• _What you will do_
Transcribe these records line for line without changing anything, leaving the pictures out of your answer.

[Image region outline records]
>>>
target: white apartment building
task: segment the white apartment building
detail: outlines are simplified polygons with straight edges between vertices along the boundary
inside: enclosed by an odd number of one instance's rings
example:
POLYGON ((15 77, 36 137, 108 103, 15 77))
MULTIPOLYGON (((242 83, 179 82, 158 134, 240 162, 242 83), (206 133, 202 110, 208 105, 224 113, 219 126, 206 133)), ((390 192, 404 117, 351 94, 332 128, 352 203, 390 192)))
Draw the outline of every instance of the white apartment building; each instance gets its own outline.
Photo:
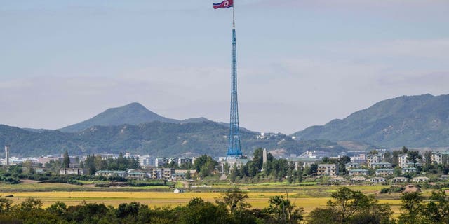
<<<
• _Result of this exercise_
target: white apartment building
task: segment the white apartment building
detail: outlines are simplified polygons with straight edges between vertices along the boundary
inside: enclosed by an odd number of one instance's rings
example:
POLYGON ((15 77, 36 137, 108 103, 15 77))
MULTIPOLYGON (((242 83, 179 82, 158 134, 240 162, 242 83), (206 133, 202 110, 208 105, 224 113, 219 126, 206 133)), ((390 192, 404 117, 351 94, 332 128, 352 203, 390 192)))
Draw the outline of every instance of the white apartment building; each instance gets its own outline.
Photo:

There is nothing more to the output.